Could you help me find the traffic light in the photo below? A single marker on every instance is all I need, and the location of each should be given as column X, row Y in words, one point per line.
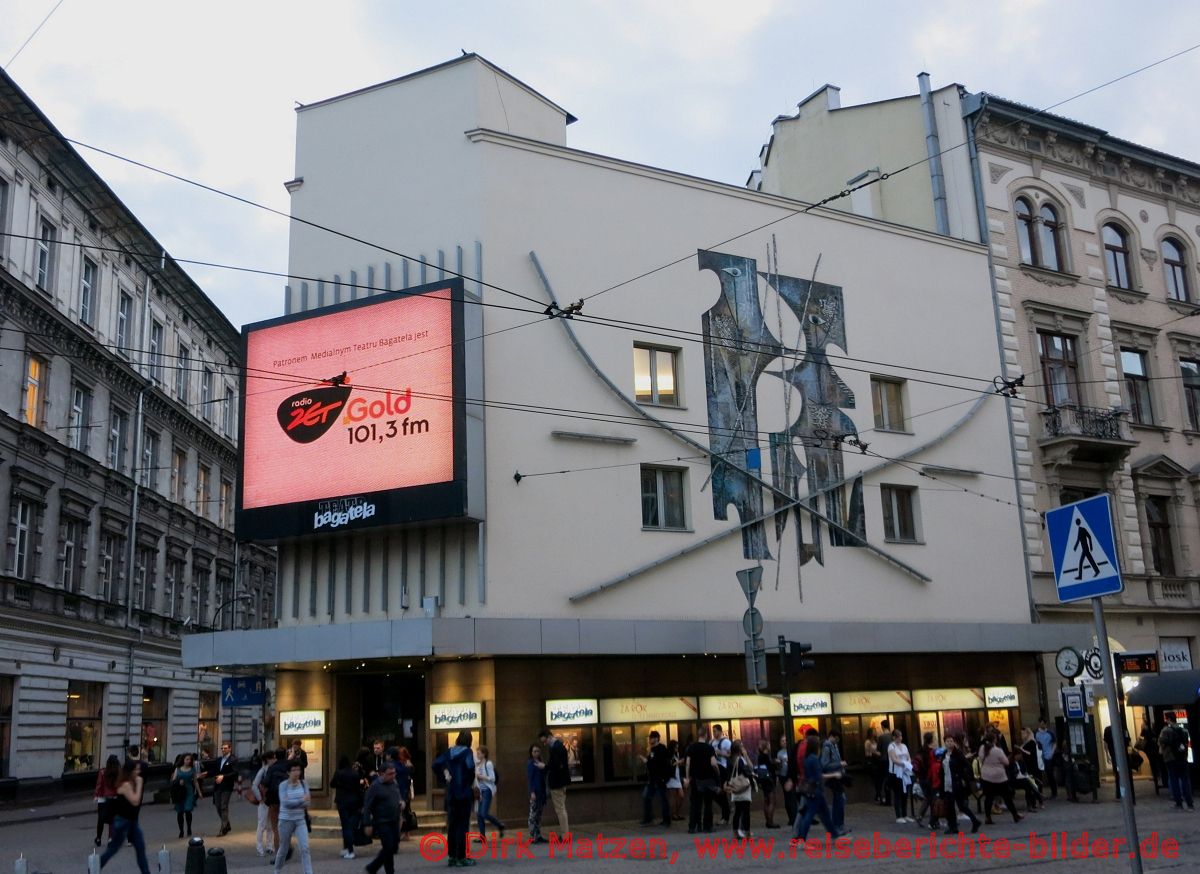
column 795, row 660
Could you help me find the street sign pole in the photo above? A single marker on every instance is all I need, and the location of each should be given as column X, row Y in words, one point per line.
column 1119, row 750
column 1083, row 542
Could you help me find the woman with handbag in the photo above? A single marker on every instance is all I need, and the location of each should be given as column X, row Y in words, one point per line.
column 106, row 791
column 185, row 791
column 741, row 788
column 813, row 789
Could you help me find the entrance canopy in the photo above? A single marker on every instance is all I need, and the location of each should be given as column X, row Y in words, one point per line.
column 1164, row 689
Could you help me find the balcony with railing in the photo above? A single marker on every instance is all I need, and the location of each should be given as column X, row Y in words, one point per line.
column 1072, row 433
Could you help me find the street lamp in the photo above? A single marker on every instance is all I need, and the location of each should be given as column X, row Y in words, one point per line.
column 226, row 603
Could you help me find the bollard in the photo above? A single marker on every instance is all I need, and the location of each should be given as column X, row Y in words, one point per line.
column 215, row 863
column 195, row 861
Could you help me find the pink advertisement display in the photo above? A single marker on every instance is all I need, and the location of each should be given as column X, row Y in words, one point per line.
column 354, row 401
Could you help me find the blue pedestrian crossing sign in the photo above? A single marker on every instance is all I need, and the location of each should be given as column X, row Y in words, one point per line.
column 1084, row 550
column 243, row 692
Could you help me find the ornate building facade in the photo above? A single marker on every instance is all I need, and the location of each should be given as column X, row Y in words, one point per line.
column 118, row 448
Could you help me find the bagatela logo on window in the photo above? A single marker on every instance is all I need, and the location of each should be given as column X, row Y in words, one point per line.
column 576, row 711
column 467, row 714
column 303, row 723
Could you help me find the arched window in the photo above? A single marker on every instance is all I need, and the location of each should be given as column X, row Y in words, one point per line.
column 1116, row 256
column 1175, row 270
column 1050, row 238
column 1038, row 234
column 1025, row 231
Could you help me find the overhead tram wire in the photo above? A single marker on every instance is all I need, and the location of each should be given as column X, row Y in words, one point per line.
column 883, row 177
column 682, row 334
column 529, row 299
column 353, row 238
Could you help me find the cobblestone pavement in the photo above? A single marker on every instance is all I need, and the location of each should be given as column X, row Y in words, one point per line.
column 61, row 844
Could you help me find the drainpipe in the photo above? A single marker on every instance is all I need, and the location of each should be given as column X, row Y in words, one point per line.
column 976, row 106
column 934, row 150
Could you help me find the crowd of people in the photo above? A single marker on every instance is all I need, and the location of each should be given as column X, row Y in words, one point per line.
column 930, row 785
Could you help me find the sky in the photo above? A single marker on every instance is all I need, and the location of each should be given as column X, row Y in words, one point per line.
column 208, row 90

Task requirements. The result should be the listing above, restated exactly, with no pictures in it.

Result for this exercise.
Could you help me find the traffic light in the photo below? A single marker on every instance is all I need, and the location of each should be given as column X, row Y in words, one point per line.
column 795, row 660
Could you help me find the street sign pole in the photo above? A single marker on every instance is all I need, and the location of each should be given as column X, row Y in words, one point per line.
column 1119, row 750
column 1083, row 542
Could you help me find the woman with handbag in the photo above? A single marker on every instance is all I need, and the location of each should be given as column X, row Y in words, one point per line.
column 106, row 791
column 185, row 791
column 741, row 788
column 813, row 789
Could you help me find the entrance canopy in the photo above? A single marker on every instance is all I need, and the location of each should be given as column X, row Y in words, one point per line.
column 1164, row 689
Could you help me find the balcony with railing in the photo above? A single marker on every instance is all I need, and the location of each should be given as column X, row Y in words, one point per line.
column 1072, row 433
Could you help me find the street lamp in the photo above? A single marker on every instance is all I need, and the location of each should be given as column X, row Y in words, one point per line.
column 226, row 603
Could you help me find the bollard in the photo above? A single marker on every instance is all I need, and the location of each should be given as column X, row Y in words, one point per line.
column 215, row 863
column 195, row 861
Could you help me find the pink advertisement display in the photo above? A single marker on every instance is all I need, and the location of each should be given as column X, row Y in words, one point per line.
column 354, row 401
Could you help me find the blue pedestrian crossing sign in the photo above? A single marker on every instance is all I need, and the location of each should be given as column X, row Y in words, one point per line.
column 1084, row 550
column 243, row 692
Could you help me find the ornate building facade in the photo above? A single marker on every instance is all I need, and the location of each should be given as column X, row Y in words, one point per line.
column 118, row 448
Could you help me find the bagatela logo on window in the photo above? A single marker on every instance is all I need, and the location of each should be given as column X, row Y in words, one point per line.
column 576, row 711
column 467, row 714
column 303, row 723
Could you help me find the arched window in the photo above? A single marker on every instance is all I need, and the location of each should be given as column X, row Y in words, one point per line.
column 1116, row 256
column 1175, row 270
column 1050, row 238
column 1038, row 234
column 1025, row 231
Could you help me find the overhead tram wire in the photo above? A single marker on every instance is all I need, and the location of each should be given as column X, row Y in words, one point per line.
column 883, row 177
column 682, row 334
column 529, row 299
column 353, row 238
Could you help me find the cobblestone pavement in the photo above? A single marker on every instance is all I need, and the location of each should be given as column X, row Y in words, one point per line.
column 61, row 844
Could you help me find the drainpipe in the photo above? A single marker on every instance is all I need, and the location of each should be given as column X, row Y in words, one point per line.
column 976, row 106
column 934, row 150
Could you help me find the crowd of people in the photo above? A single marker on every instance is all I need, and the location of each should be given as column X, row Y in words, one point per line.
column 930, row 785
Could you help me find the sky in the photo above? A single marker on every instance is all I need, and the location of each should be given as column X, row Y in words, one point per line.
column 208, row 90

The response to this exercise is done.